THE BEST TREATMENT: Radiation therapist Susan Mortensen, who works at the Edmonton Cross Cancer Institute, recently won an award for professional excellence and patient care.
Photos by Allan Budd
Since her teenage years, Bev Ross has been a professional musician. While she may be trained in piano and keyboard, she had always had a soft spot for the harp and Celtic music. Once she had crossed paths with harp music, she was completely drawn in.
Now she is using her talents to work with patients at the Cross Cancer Institute. Ross, a therapeutic harp practitioner, shares what brought her to the Cross, as well as her role and how it benefits patients.
Q: What inspired you to work with cancer patients?
BR: I’m a certified therapeutic harp practitioner. Bedside music and certified therapeutic musicians are of an increasing interest in the United States and now in Canada. So I completed a program that was at the San Diego Hospice. It was a combination of distance learning and a residence program.
Q: How is the harp used as a tool for therapy?
BR: We are rhythmic beings, so I can use things I notice about a patient to choose what music might be most supportive of them wherever they’re at. While toe-tapping music is certainly therapeutic in some situations, for someone who is dealing with chemotherapy or is in a palliative pain clinic, more than likely music that is matched to the tempo of their breath rate or their heart rate will be more sustaining to them than something that doesn’t reflect their experience.
Q: How do the patients respond?
BR: It depends on the patient. I’ve had some strong visual reactions and very positive verbal feedback too. It differs for every patient. You can tell when someone is relaxing. If they’re clenching their jaw, you can see their jaw relax. If their breath has been rapid, you can see it deepen and slow when they fall asleep. For me, that’s a good outcome, because they’ve relaxed and they can let the music just support them into even deeper relaxation. I invite them to close their eyes and visualize whatever they want or just follow the music to wherever it takes them, and if they fall asleep, that’s a really good outcome too.

**Provided data**
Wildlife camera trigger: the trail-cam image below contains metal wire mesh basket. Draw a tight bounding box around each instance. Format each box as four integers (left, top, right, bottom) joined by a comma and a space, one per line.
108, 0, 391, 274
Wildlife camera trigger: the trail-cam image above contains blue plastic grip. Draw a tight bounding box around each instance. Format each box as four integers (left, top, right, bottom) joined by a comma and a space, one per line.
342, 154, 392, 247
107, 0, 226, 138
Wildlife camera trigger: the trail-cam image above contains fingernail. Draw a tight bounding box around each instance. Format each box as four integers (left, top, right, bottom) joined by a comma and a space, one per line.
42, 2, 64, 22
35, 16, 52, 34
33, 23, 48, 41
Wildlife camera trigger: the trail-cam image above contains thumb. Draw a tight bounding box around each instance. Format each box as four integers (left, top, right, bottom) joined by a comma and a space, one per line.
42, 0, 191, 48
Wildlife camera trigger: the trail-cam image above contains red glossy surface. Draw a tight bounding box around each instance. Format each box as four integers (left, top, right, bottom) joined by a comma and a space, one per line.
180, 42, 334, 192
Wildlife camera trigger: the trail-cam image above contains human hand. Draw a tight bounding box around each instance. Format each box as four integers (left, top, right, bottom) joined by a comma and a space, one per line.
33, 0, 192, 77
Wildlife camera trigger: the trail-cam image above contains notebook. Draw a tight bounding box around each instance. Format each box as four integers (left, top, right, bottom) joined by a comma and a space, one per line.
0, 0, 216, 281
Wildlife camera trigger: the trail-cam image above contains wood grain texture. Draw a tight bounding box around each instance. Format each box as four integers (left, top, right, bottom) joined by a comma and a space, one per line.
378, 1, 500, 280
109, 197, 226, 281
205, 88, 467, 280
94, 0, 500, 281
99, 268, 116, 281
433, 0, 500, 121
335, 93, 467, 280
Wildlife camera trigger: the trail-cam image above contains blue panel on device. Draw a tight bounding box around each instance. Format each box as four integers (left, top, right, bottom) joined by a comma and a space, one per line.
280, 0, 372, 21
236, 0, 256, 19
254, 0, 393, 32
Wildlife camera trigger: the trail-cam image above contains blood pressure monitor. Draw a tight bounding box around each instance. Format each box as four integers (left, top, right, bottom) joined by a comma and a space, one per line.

**Assigned task 1**
According to the interview on therapeutic harp music, where did Bev Ross complete her certification program?
**Assigned task 2**
Decide whether each statement agrees with the interview on therapeutic harp music. Answer yes or no for each, and quote the words from the interview that decide it.
(a) Ross has training in piano and keyboard.
(b) Ross's certification program was done entirely through distance learning.
(c) Ross regards it as a poor outcome when a patient falls asleep.
**Assigned task 3**
Resume the interview on therapeutic harp music from its last sentence, keeping the same question-and-answer format.
None of the rows is needed for this work.

**Answer space 1**
At the San Diego Hospice.

**Answer space 2**
(a) Yes: "she may be trained in piano and keyboard"
(b) No: "It was a combination of distance learning and a residence program."
(c) No: "if they fall asleep, that’s a really good outcome too."

**Answer space 3**
Q: What music do you play?
BR: Some people will see a harp and immediately they’ll associate it with a song or a type of music a harp might play. Or they might say, “I like country music” or “I’m a fan of ’70s rock.” People have their favourites. Sometimes it is playing a song that’s comforting to a patient because they know the song and maybe it reminds them of something they have a positive connection to.
Q: How often do you play for the patients?
BR: I work two hours a week at the Cross Cancer Institute and I work 15 hours a week at the University of Alberta Hospital in their Artists on the Ward program. At the Cross, I began volunteering in 1985 as part of my practicum for the program I was studying. When I completed it, I was attached to the Pain and Symptom Clinic and we began to look at ways that I could be supported to do the work. Eventually I was funded with a contract from the Alberta Cancer Foundation.
Q: What do you hope patients will take away from their experience with you?
BR: I hope the music is another supportive tool to make people stronger and better to deal with the cancer journey.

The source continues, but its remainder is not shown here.